TEXT PASSAGE:
☆ ☆ ☆ ☆
To the Shareholders of Unitil Corporation:

We have audited the consolidated balance sheet and consolidated statement of
capitalization of Unitil Corporation and subsidiaries as of December 31, 2002
and the related consolidated statement of earnings, cash flows and changes in
common stock equity for the year then ended, included in the 2002 annual report
on Form 10K and incorporated by reference in this Form U5S. These financial
statements are the responsibility of the Company's management. Our
responsibility is to express an opinion on these financial statements based on
our audit.

We conducted our audit in accordance with auditing standards generally accepted
in the United States of America. Those standards require that we plan and
perform the audit to obtain reasonable assurance about whether the financial
statements are free of material misstatement. An audit includes examining, on a
test basis, evidence supporting the amounts and disclosures in the financial
statements. An audit also includes assessing the accounting principles used and
significant estimates made by management, as well as evaluating the overall
financial statement presentation. We believe that our audit provides a
reasonable basis for our opinion.
☆ ☆ ☆ ☆
SUPPLIED RECORDS:

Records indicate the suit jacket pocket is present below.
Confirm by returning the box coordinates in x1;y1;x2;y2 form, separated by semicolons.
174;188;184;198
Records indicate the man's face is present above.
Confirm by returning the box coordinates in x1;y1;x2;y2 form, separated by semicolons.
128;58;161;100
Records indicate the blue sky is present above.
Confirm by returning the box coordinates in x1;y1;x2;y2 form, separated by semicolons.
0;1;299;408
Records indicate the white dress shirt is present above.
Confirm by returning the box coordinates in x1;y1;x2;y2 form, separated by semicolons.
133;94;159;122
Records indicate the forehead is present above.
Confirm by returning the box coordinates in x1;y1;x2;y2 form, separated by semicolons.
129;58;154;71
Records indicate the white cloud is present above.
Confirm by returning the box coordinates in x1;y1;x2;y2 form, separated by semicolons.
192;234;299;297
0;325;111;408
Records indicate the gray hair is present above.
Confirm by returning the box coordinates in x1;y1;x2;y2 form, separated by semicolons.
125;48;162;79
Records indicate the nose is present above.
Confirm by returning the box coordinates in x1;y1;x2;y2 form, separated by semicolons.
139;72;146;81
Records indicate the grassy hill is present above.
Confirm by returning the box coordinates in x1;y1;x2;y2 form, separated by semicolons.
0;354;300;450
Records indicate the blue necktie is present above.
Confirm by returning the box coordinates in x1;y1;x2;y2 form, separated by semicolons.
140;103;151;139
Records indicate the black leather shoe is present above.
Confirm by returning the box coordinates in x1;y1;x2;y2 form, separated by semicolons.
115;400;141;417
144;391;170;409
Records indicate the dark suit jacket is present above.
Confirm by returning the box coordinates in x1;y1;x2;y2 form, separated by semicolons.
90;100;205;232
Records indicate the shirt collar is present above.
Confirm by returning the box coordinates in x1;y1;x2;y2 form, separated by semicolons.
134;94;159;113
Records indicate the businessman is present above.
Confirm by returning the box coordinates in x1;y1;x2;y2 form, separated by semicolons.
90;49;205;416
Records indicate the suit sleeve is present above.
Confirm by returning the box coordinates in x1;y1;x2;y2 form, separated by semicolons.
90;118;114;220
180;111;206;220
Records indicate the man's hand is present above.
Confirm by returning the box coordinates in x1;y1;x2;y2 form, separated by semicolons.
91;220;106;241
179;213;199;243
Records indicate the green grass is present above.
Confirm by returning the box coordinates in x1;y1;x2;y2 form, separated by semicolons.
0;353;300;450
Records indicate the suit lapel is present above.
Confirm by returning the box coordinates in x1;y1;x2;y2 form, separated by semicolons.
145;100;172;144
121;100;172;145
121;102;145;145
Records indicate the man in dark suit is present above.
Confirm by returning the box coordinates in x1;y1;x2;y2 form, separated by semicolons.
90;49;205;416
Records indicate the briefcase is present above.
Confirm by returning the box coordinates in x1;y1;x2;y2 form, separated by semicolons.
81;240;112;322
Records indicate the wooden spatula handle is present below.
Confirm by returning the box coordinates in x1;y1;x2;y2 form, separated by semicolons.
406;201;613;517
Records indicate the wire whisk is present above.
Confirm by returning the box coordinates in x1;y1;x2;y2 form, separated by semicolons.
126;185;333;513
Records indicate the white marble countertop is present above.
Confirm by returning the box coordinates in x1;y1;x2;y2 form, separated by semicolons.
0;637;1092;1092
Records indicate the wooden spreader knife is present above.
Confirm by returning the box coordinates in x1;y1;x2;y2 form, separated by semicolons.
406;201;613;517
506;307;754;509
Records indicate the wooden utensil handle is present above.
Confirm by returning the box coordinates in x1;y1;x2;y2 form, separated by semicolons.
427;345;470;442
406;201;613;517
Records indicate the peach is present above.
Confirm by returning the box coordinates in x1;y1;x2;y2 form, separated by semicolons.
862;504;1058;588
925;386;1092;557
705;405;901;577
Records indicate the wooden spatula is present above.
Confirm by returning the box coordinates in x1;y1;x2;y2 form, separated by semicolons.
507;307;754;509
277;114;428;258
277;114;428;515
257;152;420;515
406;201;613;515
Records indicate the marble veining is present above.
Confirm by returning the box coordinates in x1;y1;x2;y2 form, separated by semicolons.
☆ ☆ ☆ ☆
TASK:
Transcribe the stretch of the audit report from "We conducted our" through "for our opinion.", word for word. Rely on the audit report alone and leave the data aside.

REPLY TO THE TASK:
We conducted our audit in accordance with auditing standards generally accepted
in the United States of America. Those standards require that we plan and
perform the audit to obtain reasonable assurance about whether the financial
statements are free of material misstatement. An audit includes examining, on a
test basis, evidence supporting the amounts and disclosures in the financial
statements. An audit also includes assessing the accounting principles used and
significant estimates made by management, as well as evaluating the overall
financial statement presentation. We believe that our audit provides a
reasonable basis for our opinion.